> [Records for this task]
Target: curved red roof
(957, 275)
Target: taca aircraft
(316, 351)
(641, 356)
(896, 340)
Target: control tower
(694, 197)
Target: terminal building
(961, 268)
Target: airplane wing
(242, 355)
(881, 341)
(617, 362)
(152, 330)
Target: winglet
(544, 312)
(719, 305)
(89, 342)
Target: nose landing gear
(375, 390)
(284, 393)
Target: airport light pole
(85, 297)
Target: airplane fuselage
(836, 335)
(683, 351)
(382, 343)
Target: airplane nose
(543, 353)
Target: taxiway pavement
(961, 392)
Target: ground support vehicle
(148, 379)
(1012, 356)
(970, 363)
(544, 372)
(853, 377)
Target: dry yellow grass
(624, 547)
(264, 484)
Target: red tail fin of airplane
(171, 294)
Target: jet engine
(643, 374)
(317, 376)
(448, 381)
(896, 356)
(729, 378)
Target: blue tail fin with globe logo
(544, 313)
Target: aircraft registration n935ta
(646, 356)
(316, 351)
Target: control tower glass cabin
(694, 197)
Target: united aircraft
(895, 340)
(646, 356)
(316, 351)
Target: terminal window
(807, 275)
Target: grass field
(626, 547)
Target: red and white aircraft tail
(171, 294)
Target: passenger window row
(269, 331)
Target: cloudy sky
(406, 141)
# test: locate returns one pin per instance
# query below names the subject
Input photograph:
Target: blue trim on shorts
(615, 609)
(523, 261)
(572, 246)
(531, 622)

--

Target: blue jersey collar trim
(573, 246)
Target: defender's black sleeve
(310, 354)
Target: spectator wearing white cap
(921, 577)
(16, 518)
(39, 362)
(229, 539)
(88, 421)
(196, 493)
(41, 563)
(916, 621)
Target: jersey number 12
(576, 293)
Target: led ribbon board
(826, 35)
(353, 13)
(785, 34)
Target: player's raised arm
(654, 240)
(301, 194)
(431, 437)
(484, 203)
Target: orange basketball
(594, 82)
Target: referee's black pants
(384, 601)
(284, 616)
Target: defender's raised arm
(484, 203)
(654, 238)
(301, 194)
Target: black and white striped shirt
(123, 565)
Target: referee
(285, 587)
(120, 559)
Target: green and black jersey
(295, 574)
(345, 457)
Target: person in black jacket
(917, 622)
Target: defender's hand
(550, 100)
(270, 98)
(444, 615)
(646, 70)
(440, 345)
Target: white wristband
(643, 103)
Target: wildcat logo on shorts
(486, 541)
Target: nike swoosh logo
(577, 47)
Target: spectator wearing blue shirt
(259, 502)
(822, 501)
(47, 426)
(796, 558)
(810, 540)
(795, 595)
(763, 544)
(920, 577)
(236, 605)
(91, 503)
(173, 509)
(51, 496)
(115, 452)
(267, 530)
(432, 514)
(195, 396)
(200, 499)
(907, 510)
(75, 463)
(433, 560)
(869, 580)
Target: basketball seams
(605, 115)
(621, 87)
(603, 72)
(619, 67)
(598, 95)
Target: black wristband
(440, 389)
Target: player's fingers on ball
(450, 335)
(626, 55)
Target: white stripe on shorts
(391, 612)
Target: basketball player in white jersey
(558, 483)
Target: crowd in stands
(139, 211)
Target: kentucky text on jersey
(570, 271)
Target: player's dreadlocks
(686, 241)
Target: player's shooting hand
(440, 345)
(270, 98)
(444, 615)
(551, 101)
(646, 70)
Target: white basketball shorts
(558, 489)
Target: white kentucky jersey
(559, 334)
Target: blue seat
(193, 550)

> [Required work]
Pull out each line of the data above that contains the string "logo", matching case exactly.

> [Task solution]
Target: blue tail fin with globe logo
Target: wildcat logo on shorts
Target: nike swoosh logo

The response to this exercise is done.